TASK INSTRUCTIONS ▸ Set the data down once more, exactly as it is written.

========================================================================

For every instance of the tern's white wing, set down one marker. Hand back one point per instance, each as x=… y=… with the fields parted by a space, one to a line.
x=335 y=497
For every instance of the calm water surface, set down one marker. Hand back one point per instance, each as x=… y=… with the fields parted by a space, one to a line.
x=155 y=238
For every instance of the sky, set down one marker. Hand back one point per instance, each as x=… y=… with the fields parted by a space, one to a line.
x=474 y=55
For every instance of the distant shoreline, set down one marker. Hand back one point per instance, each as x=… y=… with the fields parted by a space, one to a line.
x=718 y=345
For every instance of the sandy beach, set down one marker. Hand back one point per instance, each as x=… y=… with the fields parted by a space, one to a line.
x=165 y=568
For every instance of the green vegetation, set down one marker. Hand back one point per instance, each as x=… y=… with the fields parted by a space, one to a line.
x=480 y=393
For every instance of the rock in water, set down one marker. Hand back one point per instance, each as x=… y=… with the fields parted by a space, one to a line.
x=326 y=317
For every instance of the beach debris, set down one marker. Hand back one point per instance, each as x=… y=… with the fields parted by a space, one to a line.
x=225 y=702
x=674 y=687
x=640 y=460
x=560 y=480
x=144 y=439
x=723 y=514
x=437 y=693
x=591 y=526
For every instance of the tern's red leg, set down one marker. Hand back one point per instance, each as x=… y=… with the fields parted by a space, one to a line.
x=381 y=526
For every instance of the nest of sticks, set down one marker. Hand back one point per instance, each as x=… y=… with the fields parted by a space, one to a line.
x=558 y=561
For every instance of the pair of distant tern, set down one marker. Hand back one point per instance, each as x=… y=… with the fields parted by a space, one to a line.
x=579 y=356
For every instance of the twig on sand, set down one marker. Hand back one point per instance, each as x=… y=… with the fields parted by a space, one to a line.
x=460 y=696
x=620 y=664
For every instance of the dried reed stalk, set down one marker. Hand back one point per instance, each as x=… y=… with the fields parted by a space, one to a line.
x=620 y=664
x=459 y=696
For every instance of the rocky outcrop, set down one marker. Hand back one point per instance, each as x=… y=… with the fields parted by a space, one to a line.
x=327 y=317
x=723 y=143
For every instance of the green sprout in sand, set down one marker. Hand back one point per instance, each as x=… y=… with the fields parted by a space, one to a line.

========================================================================

EXERCISE SOLUTION ▸
For every instance of the tern's white wing, set down one marker. Hand back one point per instance, each as x=… y=… with the fields parted by a space, one to a line.
x=335 y=497
For every instance of the calm water surface, set down one marker. Hand back one point per instance, each as x=… y=… with the fields parted by a space, one to a line.
x=155 y=238
For every instance of the sky, set down one marker. Hand back one point per instance, each as x=… y=… with the fields parted by a space, one to a line.
x=474 y=55
For every instance of the distant shoreline, set down one marker. Hand back one point per instance, each as x=… y=… with the fields parted by a space, one to a line.
x=718 y=345
For every instance of the sandy beach, set down one marker. Hand back one point per instance, each as x=… y=… with the fields parted by a space, one to a line.
x=165 y=568
For every instance of the green vegetation, set down one marker. Hand back one point per instance, each as x=… y=… with the fields parted by a space, one to a line.
x=480 y=393
For every instance of the rock in water, set down one marker. Hand back one point per instance, each as x=… y=… with the fields parted by a space, one to a line.
x=326 y=317
For every instance of the beach debris, set down one marker. Hand back one point per instance, each as x=… y=… with the fields parted by a space, one to a line.
x=225 y=702
x=674 y=687
x=640 y=460
x=560 y=480
x=144 y=439
x=723 y=514
x=437 y=693
x=591 y=526
For every instance of the tern's red leg, set down one marker. Hand back one point per instance, each as x=… y=… with the fields parted by a space, one to a line.
x=381 y=526
For every instance of the nest of sticks, set down one marker. Hand back one point per instance, each as x=… y=… with the fields parted by a space, one to a line.
x=558 y=561
For every instance of the pair of distant tern, set down one marker. Hand back one point per instance, each as x=… y=… with the fields parted by a space, one to a line.
x=579 y=356
For every instance of the twig on sand, set down one marker. Hand back one point per instance, each as x=… y=… with the fields parted by a space, one to a line.
x=460 y=696
x=620 y=664
For every instance of the dried reed stalk, set down one marker. Hand back one point per instance, each as x=… y=… with the fields parted by a space, one to a line.
x=620 y=664
x=459 y=696
For every instance of the rocky outcrop, set down one marker. Hand back one point per instance, each as x=… y=… with the fields parted by a space, one to a line.
x=327 y=317
x=723 y=143
For every instance of the green sprout in sand, set down one marker. Hand back one point per instance, each as x=… y=… with the fields parted by a space, one to a line.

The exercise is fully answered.